A wish upon a star
In this week’s newsletter, we tell you about one west coast First Nation’s plans to...
On the morning of July 23, Chris Tollefson quaffed a coffee and a banana and stepped into a Vancouver courtroom. He was there as counsel for a landmark First Nations legal case aiming to stop construction of the Site C hydro dam on B.C.’s Peace River.
Before evidence for the West Moberly First Nations’ injunction application was heard, Tollefson and his colleagues spoke to a pressing matter of public interest — whether CBC, The Narwhal and other news outlets would be permitted to edit and rebroadcast archived webcast from the court proceedings.
Artists, cartoonists and journalists have long been permitted to render their interpretations of court proceedings through drawings and reports, as long as they don’t use photographs or video taken inside the courtroom.

━━━━━━━━━━━━━━━━

**Given task 1**
According to the Site C passage, on which river would the hydro dam be built?
**Given task 2**
Please print the Site C passage between "A wish upon" and "inside the courtroom.", inclusive.

━━━━━━━━━━━━━━━━

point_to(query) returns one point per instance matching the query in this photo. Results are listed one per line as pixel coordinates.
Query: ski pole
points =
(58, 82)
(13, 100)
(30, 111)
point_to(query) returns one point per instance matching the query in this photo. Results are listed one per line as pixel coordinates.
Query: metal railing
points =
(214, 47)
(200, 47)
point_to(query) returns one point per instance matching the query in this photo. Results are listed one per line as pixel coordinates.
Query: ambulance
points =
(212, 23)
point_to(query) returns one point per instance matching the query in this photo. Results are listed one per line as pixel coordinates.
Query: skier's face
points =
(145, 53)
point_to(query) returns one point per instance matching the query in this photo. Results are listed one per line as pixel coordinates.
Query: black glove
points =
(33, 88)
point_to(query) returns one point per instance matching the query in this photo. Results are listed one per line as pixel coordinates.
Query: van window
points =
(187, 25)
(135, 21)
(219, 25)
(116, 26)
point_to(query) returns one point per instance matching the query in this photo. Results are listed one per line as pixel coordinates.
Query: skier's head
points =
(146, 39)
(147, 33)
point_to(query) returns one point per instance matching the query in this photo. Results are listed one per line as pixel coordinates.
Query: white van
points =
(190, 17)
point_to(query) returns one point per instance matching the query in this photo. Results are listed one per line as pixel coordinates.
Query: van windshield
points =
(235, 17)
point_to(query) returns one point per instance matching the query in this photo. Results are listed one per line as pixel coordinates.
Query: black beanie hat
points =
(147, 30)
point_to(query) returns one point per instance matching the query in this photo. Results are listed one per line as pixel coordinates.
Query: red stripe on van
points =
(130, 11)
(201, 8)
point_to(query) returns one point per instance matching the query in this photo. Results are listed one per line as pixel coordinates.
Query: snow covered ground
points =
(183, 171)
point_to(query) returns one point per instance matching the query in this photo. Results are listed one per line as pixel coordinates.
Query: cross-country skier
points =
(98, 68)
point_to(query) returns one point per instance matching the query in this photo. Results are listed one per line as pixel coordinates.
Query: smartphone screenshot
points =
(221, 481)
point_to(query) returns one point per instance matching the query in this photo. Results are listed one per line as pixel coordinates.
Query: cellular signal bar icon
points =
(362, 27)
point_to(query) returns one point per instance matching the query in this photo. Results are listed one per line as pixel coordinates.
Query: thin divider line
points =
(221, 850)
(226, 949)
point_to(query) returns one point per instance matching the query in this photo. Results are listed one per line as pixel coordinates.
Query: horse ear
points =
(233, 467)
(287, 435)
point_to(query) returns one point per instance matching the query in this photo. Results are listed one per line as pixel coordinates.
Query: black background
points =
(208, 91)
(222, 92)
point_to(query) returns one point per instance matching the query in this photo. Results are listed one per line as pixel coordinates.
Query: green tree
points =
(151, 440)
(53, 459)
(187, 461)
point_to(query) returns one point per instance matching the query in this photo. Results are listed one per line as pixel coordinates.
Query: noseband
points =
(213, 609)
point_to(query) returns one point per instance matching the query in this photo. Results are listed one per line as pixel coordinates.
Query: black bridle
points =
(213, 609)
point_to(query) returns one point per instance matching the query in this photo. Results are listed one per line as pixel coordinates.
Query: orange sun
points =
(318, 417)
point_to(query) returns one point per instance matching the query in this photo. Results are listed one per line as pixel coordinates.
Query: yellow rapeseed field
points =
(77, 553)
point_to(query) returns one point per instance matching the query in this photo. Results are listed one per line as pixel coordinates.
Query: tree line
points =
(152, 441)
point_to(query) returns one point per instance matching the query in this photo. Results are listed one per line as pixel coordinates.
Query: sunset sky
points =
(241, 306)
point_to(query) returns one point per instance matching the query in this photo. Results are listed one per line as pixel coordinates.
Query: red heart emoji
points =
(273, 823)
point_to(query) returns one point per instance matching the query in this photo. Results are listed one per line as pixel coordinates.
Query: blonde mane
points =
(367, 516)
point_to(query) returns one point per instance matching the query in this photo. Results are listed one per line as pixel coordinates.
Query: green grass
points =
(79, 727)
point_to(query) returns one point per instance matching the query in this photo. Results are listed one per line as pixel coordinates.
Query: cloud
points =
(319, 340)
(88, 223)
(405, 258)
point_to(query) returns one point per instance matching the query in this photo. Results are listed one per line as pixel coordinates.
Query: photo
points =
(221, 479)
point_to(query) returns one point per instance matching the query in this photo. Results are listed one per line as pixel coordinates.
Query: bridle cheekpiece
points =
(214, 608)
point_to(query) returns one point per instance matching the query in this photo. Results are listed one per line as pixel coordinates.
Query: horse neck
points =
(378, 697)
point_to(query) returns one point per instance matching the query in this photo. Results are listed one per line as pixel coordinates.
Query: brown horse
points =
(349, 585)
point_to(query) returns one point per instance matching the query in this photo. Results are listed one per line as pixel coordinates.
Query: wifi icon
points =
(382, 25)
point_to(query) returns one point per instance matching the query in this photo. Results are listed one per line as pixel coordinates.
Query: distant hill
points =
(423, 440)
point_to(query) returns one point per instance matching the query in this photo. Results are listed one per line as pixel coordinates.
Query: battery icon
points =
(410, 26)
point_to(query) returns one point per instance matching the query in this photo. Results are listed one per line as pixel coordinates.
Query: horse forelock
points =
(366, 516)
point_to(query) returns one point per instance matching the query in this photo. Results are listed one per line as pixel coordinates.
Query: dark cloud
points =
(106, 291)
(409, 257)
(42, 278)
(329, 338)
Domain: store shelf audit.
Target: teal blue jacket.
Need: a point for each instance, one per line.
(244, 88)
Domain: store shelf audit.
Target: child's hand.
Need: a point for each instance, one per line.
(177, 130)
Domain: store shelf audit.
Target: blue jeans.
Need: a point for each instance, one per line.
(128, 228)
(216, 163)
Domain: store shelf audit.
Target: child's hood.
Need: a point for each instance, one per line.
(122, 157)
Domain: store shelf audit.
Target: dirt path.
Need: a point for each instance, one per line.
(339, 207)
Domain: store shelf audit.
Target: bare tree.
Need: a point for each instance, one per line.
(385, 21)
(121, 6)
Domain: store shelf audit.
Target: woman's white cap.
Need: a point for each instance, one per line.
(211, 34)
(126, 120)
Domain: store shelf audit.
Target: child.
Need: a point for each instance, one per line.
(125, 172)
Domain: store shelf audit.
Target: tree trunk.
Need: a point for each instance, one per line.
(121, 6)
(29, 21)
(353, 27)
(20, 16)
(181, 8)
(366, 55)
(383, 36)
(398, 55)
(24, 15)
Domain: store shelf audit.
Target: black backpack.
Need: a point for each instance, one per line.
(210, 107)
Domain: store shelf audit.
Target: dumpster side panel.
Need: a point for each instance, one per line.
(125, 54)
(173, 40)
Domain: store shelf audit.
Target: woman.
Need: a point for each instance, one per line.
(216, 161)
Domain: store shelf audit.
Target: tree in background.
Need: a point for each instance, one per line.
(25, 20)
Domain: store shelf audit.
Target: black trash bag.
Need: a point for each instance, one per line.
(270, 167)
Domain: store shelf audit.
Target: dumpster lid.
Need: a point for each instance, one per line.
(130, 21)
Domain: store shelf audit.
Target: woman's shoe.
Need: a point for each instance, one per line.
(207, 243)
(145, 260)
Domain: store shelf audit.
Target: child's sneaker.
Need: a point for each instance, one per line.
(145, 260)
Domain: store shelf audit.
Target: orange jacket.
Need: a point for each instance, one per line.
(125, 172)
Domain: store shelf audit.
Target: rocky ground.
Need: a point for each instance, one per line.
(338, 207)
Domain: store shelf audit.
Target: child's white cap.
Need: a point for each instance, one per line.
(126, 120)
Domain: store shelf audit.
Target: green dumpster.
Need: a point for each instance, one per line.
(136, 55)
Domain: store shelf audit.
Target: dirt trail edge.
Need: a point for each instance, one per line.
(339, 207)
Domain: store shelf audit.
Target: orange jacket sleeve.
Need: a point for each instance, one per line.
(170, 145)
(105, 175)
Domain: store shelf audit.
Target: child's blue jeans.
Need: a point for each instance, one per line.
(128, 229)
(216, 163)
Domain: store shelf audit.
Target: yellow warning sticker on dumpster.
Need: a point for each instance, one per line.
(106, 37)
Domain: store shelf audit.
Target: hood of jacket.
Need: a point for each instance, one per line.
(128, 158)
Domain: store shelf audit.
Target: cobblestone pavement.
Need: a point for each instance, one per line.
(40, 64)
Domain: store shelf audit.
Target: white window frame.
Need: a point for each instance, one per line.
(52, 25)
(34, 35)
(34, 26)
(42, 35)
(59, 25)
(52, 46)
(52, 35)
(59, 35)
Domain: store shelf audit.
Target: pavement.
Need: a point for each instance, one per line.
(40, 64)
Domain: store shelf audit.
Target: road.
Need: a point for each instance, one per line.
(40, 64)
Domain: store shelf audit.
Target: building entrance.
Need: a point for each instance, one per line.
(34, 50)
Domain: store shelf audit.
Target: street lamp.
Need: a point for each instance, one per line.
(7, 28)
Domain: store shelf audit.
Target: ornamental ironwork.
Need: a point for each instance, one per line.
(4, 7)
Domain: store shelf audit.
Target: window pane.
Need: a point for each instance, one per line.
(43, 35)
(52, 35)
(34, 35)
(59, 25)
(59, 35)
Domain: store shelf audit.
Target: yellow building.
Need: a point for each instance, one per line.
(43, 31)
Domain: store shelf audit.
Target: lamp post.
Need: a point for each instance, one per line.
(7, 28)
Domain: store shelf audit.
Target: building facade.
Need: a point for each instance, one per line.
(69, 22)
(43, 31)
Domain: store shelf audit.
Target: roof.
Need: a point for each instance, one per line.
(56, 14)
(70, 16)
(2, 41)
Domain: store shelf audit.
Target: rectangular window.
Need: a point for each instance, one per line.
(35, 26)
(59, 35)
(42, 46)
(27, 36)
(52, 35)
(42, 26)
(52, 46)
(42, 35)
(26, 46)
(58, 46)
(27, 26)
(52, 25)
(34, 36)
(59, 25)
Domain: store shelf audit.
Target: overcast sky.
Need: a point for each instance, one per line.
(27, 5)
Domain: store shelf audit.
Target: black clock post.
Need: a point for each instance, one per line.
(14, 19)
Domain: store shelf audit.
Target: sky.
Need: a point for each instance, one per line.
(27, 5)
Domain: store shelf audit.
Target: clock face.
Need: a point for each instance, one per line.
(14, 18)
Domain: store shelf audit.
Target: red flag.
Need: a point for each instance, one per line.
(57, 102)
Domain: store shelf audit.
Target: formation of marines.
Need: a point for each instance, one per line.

━━━━━━━━━━━━━━━━

**Final answer 1**
The Peace River in B.C.

**Final answer 2**
A wish upon a star
In this week’s newsletter, we tell you about one west coast First Nation’s plans to...
On the morning of July 23, Chris Tollefson quaffed a coffee and a banana and stepped into a Vancouver courtroom. He was there as counsel for a landmark First Nations legal case aiming to stop construction of the Site C hydro dam on B.C.’s Peace River.
Before evidence for the West Moberly First Nations’ injunction application was heard, Tollefson and his colleagues spoke to a pressing matter of public interest — whether CBC, The Narwhal and other news outlets would be permitted to edit and rebroadcast archived webcast from the court proceedings.
Artists, cartoonists and journalists have long been permitted to render their interpretations of court proceedings through drawings and reports, as long as they don’t use photographs or video taken inside the courtroom.